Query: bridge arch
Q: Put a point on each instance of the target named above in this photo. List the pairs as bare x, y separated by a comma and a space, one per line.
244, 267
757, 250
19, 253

-.-.-

■ TASK TO CARRY OUT
Write out every item above word for word.

■ RESULT OF THIS EXERCISE
Query: bridge arch
Q: Put a point on each instance of the target named above in this photo. List the pairs as bare x, y separated by a comma and a space, one per line.
244, 267
757, 250
19, 253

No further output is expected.